**Selected extract**.
..............................

The New Healthy; Weekly Meal Inspiration


Fish Meals Ready in 20 mins

Fish is the ultimate healthy convenience food; it cooks in around 10mins and whilst it’s always going to be a little tastier if you’ve managed to marinate it in advance, it will still be a delicious meal if you’re cooking it straight away.

As a first-class protein, it’s a great filling choice too.

  • Asian Salmon with Roasted Pak Choi and Noodles
    Bok Choy roasts quickly, as it just needs to wilt a little and the leaves will crisp up soon after. This works perfectly with salmon, which also doesn’t take long to cook.

    Here’s how…
    Preheat the oven to 180 degrees

    Marinade for the salmon; 2 large fillets…. so delicious 😋

    🥢2tbsp soy sauce
    🥢2tbsp grated ginger
    🥢2 large cloves garlic, crushed
    🥢1 tbsp Mirin/rice vinegar
    🥢Juice ½ lime
    🥢2 tbsp sesame oil

    To prep the Bok Choy

    💫Simply cut in half, lengthways retaining the bulb intact
    💫Arrange around the outside on a baking tray and sprinkle with salt, pepper and a drizzle of sesame oil

    💫Arrange the salmon fillets in the middle

    💫Pop them in the oven for 20mins or until the leaves are crisp and slightly charred.

..............................

(Saved entries)
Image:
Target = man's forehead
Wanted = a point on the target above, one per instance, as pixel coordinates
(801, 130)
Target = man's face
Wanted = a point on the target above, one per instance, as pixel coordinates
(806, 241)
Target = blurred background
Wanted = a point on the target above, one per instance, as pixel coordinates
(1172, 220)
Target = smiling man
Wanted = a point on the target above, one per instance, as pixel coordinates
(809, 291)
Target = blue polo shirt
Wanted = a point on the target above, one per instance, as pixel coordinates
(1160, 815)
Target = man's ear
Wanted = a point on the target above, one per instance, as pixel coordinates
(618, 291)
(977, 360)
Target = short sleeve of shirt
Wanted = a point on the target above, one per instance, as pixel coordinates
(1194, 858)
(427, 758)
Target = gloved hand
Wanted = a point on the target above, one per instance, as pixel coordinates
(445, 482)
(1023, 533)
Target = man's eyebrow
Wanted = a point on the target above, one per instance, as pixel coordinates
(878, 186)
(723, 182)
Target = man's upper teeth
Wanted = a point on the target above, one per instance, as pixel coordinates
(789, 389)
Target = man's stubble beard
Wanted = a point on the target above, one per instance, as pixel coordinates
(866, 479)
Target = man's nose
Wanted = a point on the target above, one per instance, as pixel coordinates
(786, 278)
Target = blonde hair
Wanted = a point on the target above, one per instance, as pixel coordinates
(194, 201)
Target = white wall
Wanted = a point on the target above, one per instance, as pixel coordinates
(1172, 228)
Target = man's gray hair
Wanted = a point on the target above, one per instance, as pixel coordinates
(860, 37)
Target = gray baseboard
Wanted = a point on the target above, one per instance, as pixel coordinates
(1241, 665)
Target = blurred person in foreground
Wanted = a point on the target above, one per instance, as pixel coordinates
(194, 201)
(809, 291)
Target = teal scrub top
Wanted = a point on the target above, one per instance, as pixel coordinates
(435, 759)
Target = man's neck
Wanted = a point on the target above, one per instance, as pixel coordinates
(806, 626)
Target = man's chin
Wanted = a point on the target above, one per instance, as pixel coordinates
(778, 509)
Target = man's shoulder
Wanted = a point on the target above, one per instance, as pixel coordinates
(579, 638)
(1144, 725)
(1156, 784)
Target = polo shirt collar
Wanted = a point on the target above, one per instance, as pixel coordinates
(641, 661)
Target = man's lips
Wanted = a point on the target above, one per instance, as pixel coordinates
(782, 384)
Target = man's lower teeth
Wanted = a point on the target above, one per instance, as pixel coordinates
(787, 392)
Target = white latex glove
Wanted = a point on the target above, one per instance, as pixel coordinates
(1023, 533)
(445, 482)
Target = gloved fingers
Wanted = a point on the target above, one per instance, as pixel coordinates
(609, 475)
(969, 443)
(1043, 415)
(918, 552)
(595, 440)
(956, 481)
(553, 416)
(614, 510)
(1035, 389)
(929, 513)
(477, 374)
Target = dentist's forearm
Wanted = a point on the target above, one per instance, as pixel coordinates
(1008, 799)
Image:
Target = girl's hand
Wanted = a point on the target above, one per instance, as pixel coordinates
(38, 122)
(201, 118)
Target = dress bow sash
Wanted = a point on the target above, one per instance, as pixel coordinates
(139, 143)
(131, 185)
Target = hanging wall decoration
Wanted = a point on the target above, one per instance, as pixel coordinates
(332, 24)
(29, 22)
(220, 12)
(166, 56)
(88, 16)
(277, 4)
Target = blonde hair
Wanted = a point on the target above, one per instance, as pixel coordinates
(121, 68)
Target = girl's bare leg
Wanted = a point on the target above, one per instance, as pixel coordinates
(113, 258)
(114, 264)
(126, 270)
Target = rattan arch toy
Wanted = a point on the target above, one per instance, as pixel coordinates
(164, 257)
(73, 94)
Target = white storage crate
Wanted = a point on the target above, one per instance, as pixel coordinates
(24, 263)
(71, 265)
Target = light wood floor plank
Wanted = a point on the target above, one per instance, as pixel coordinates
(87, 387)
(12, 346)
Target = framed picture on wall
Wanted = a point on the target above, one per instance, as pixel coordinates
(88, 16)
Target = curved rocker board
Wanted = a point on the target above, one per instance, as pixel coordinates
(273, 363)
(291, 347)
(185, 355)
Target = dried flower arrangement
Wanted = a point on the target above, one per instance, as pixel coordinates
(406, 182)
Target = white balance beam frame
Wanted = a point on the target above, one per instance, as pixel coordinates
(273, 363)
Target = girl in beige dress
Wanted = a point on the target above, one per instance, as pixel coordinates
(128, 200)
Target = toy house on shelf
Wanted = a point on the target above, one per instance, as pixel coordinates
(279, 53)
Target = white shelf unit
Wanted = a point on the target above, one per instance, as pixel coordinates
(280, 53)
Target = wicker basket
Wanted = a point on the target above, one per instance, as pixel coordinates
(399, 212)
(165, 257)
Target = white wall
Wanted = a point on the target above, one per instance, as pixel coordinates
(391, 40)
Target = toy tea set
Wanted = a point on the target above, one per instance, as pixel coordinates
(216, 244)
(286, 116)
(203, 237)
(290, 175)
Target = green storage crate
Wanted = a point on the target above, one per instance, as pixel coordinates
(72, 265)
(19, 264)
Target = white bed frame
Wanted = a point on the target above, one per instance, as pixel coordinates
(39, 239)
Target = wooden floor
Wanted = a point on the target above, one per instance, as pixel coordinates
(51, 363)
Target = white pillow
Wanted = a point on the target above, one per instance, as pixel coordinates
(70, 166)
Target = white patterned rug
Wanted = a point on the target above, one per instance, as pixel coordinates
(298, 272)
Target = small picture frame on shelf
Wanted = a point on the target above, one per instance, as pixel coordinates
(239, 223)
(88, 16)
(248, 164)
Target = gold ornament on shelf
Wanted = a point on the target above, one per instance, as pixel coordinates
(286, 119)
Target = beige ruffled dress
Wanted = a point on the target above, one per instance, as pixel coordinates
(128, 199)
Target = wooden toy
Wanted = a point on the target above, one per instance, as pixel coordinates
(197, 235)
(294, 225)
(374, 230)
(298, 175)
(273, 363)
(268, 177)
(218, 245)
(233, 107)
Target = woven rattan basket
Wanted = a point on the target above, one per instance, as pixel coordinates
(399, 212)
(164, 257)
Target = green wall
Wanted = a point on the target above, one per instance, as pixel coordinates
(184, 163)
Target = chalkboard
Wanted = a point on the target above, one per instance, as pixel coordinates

..............................

**Work task 1**. Output the passage of the fish meals article that begins at "The New Healthy;" and ends at "long to cook.", with no changes.
**Work task 2**. Translate this sentence from the fish meals article into Spanish: "As a first-class protein, it’s a great filling choice too."

**Answer 1**.
The New Healthy; Weekly Meal Inspiration


Fish Meals Ready in 20 mins

Fish is the ultimate healthy convenience food; it cooks in around 10mins and whilst it’s always going to be a little tastier if you’ve managed to marinate it in advance, it will still be a delicious meal if you’re cooking it straight away.

As a first-class protein, it’s a great filling choice too.

  • Asian Salmon with Roasted Pak Choi and Noodles
    Bok Choy roasts quickly, as it just needs to wilt a little and the leaves will crisp up soon after. This works perfectly with salmon, which also doesn’t take long to cook.

**Answer 2**. Como proteína de primera calidad, también es una excelente opción que sacia.